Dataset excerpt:
= = =

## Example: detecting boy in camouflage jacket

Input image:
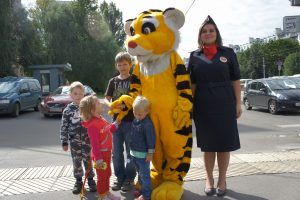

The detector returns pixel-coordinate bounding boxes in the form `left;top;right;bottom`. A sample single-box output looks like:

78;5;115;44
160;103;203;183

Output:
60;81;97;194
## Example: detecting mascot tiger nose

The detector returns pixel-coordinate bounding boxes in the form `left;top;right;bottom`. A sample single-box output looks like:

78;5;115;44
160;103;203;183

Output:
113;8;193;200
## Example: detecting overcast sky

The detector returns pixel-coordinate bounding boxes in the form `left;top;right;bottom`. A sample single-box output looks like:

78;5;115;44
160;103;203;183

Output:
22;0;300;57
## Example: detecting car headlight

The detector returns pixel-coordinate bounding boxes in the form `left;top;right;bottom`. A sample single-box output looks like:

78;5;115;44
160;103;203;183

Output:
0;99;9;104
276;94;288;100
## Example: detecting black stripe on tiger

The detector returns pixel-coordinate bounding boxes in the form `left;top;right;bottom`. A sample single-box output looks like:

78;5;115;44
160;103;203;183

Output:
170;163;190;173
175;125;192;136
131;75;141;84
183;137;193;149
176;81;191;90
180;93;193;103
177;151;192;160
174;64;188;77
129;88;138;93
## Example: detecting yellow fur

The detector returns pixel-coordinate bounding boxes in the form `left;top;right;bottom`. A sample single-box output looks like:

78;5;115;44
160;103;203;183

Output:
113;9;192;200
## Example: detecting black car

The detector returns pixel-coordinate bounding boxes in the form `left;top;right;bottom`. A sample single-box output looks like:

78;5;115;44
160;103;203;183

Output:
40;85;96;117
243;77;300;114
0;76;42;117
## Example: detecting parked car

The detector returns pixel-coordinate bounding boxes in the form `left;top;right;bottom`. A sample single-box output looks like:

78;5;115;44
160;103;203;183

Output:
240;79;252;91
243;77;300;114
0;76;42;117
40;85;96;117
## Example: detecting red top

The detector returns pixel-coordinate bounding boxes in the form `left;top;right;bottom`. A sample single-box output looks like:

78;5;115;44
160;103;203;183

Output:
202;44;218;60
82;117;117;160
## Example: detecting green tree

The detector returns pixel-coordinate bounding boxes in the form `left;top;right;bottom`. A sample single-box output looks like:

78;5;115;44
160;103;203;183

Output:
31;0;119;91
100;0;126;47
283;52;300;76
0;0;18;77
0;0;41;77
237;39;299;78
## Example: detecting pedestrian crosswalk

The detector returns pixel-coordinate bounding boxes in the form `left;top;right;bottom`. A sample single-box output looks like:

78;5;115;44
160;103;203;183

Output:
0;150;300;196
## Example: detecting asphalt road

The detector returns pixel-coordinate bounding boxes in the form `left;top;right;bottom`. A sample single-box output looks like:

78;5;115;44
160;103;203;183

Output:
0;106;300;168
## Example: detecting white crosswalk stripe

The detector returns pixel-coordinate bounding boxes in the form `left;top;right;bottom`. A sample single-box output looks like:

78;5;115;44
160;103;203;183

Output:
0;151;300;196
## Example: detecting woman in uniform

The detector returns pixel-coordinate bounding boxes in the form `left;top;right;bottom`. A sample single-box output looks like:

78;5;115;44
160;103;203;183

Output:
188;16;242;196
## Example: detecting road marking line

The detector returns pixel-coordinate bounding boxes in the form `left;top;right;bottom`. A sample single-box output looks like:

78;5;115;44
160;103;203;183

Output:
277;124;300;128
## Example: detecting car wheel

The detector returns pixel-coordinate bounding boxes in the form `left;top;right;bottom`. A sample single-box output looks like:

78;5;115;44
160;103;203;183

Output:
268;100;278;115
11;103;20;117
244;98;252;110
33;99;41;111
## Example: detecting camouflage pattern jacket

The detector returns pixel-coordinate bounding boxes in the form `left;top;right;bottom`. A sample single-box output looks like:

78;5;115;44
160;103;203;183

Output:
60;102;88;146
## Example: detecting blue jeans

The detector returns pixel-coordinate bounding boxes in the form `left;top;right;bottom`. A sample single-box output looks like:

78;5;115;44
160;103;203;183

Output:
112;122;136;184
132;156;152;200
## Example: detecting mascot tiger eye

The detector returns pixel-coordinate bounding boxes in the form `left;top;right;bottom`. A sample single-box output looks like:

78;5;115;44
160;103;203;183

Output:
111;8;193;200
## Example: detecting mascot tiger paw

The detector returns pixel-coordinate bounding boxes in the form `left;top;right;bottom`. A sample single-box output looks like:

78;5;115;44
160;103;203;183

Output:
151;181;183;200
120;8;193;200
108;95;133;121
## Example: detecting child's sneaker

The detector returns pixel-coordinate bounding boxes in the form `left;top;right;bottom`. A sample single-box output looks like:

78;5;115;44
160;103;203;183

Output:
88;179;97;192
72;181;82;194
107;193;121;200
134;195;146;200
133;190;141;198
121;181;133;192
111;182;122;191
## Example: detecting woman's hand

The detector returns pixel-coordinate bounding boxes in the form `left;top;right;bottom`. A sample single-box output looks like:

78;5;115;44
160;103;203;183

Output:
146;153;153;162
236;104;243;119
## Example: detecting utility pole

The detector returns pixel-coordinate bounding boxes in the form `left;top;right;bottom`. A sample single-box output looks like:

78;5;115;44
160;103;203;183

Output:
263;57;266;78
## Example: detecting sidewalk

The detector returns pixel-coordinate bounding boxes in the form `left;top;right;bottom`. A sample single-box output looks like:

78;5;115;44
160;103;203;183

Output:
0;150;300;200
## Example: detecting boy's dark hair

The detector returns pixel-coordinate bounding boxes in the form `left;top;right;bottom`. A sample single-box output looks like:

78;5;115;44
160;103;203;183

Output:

= = =

EXERCISE BRIEF:
Convert all of the material above into a JSON list of strings, one string per line, with blank lines skipped and the pictures left out.

COMPLETE RESPONSE:
[
  "## Example: detecting boy in camouflage jacket",
  "Input image:",
  "The detector returns pixel-coordinate bounding boxes in the form `left;top;right;bottom`. A sample single-box output looks like:",
  "78;5;115;44",
  "160;103;203;183",
  "Output:",
  "60;81;97;194",
  "## Example: detecting mascot tiger nose",
  "The detector returns pixel-coordinate bounding boxes in the form `left;top;right;bottom`. A sample single-box output looks like:",
  "78;5;115;44",
  "160;103;203;183",
  "Output:",
  "113;8;193;200",
  "## Example: detecting overcast sky",
  "The detector returns pixel-coordinate bounding boxes in the form `left;top;right;bottom`. A sample single-box output looks like:",
  "78;5;115;44",
  "160;103;203;183",
  "Output:",
  "22;0;300;57",
  "## Example: detecting car headlight",
  "The detector returns pixel-coordinate bounding boxes in the form `left;top;right;bottom`. A sample single-box output looks like:",
  "78;5;115;44",
  "160;103;203;183",
  "Output:",
  "0;99;9;104",
  "276;94;288;100",
  "## Example: detecting black stripe on tiger",
  "The detector returns pixel-coordinate bounding boxes in the form `left;top;right;bottom`. A sample single-box output looks like:",
  "78;5;115;44",
  "160;103;203;183",
  "Output:",
  "170;163;190;173",
  "175;125;192;136",
  "131;75;141;84",
  "183;137;193;149",
  "176;81;191;90",
  "180;93;193;103",
  "177;151;192;160",
  "174;64;188;77",
  "129;88;138;93",
  "## Example: detecting yellow fur",
  "The detector returns pixel-coordinate bounding boxes in the form `left;top;right;bottom`. A sample single-box output looks like:",
  "78;5;115;44",
  "160;103;203;183",
  "Output:",
  "113;9;192;200",
  "## Example: detecting black car",
  "The detector returns pixel-coordinate bounding boxes in the form `left;top;right;bottom`. A sample single-box output looks like:",
  "78;5;115;44",
  "160;103;203;183",
  "Output:",
  "40;85;96;117",
  "243;77;300;114",
  "0;76;42;117",
  "## Example: detecting parked car",
  "The detector returns pixel-coordinate bounding boxes in the form `left;top;right;bottom`. A sample single-box output looks like:",
  "78;5;115;44",
  "160;103;203;183",
  "Output:",
  "240;79;252;91",
  "243;77;300;114",
  "0;76;42;117",
  "40;85;96;117",
  "## Example: detecting red top",
  "The detector returns pixel-coordinate bounding boxes in the form `left;top;right;bottom`. A sample single-box output looks like:",
  "78;5;115;44",
  "160;103;203;183",
  "Output:",
  "202;44;218;60",
  "82;117;117;160",
  "## Example: detecting green tree",
  "The detector returns pixel-coordinate bounding boxes in the form `left;top;right;bottom`. A sample single-box output looks like:",
  "78;5;115;44",
  "160;103;203;183",
  "Output:",
  "31;0;119;91",
  "100;0;126;47",
  "283;52;300;76",
  "0;0;18;77",
  "0;0;41;77",
  "237;39;299;78",
  "## Example: detecting pedestrian crosswalk",
  "The detector returns pixel-coordinate bounding boxes in the form `left;top;right;bottom`. A sample single-box output looks like:",
  "78;5;115;44",
  "160;103;203;183",
  "Output:",
  "0;150;300;196",
  "## Example: detecting asphalt road",
  "The detector returns pixel-coordinate bounding boxes in the form `left;top;right;bottom`. A sample single-box output looks like:",
  "78;5;115;44",
  "160;103;203;183",
  "Output:",
  "0;106;300;168",
  "## Example: detecting white crosswalk stripe",
  "The detector returns pixel-coordinate bounding boxes in the form `left;top;right;bottom`. A sample single-box output looks like:",
  "78;5;115;44",
  "160;103;203;183",
  "Output:",
  "0;151;300;196",
  "## Example: detecting woman in uniform",
  "The detector returns pixel-coordinate bounding boxes in the form `left;top;right;bottom`. A sample single-box output looks like:",
  "78;5;115;44",
  "160;103;203;183",
  "Output:",
  "188;16;242;196",
  "## Example: detecting road marking line",
  "The detector returns pixel-coordinate bounding boxes in the form `left;top;right;bottom`. A sample single-box output looks like:",
  "78;5;115;44",
  "160;103;203;183",
  "Output:",
  "277;124;300;128",
  "## Example: detecting car wheel",
  "The detector returns pixel-coordinate bounding boxes in the form `left;top;right;bottom`. A sample single-box output looks like:",
  "78;5;115;44",
  "160;103;203;183",
  "Output:",
  "268;100;278;115",
  "11;103;20;117",
  "244;98;252;110",
  "33;99;41;111",
  "## Example: detecting camouflage pattern jacket",
  "The detector returns pixel-coordinate bounding boxes in the form `left;top;right;bottom`. A sample single-box output looks like:",
  "78;5;115;44",
  "160;103;203;183",
  "Output:",
  "60;102;88;146",
  "## Example: detecting blue jeans",
  "The detector returns pixel-coordinate bounding boxes in the form `left;top;right;bottom`. A sample single-box output looks like:",
  "78;5;115;44",
  "160;103;203;183",
  "Output:",
  "112;122;136;184",
  "132;156;152;200",
  "## Example: detecting mascot tiger eye",
  "The detector returns pixel-coordinate bounding boxes in the form `left;top;right;bottom`. A sample single-box output looks like:",
  "78;5;115;44",
  "160;103;203;183",
  "Output:",
  "111;8;193;200",
  "## Example: detecting mascot tiger paw",
  "The detector returns pixel-coordinate bounding boxes in the form `left;top;right;bottom`. A sample single-box output looks like:",
  "78;5;115;44",
  "160;103;203;183",
  "Output:",
  "151;181;183;200",
  "120;8;193;200",
  "108;95;133;121",
  "## Example: detecting child's sneaker",
  "The detector returns pixel-coordinate bounding boxes in the form `left;top;right;bottom`. A sample single-box output looks like:",
  "78;5;115;44",
  "160;103;203;183",
  "Output:",
  "88;179;97;192",
  "72;181;82;194",
  "107;193;121;200",
  "134;195;146;200",
  "133;190;141;198",
  "121;181;133;192",
  "111;182;122;191",
  "## Example: detecting woman's hand",
  "The detector returns pixel-coordinate bounding boxes in the form `left;top;right;bottom`. A sample single-box output looks like:",
  "78;5;115;44",
  "160;103;203;183",
  "Output:",
  "146;153;153;162",
  "236;104;243;119",
  "## Example: detecting utility pole",
  "The detector returns pixel-coordinate bounding boxes in the form `left;top;right;bottom`. A sample single-box output looks like:",
  "78;5;115;44",
  "160;103;203;183",
  "Output:",
  "263;57;266;78",
  "## Example: detecting sidewalk",
  "The detector returns pixel-coordinate bounding boxes in the form `left;top;right;bottom`. A sample single-box output looks like:",
  "78;5;115;44",
  "160;103;203;183",
  "Output:",
  "0;150;300;200",
  "## Example: detecting boy's dark hair",
  "The detector returns pixel-coordinate bounding boxes in the form `left;top;right;bottom`. A sample single-box output looks like:",
  "78;5;115;44",
  "160;103;203;183",
  "Output:"
]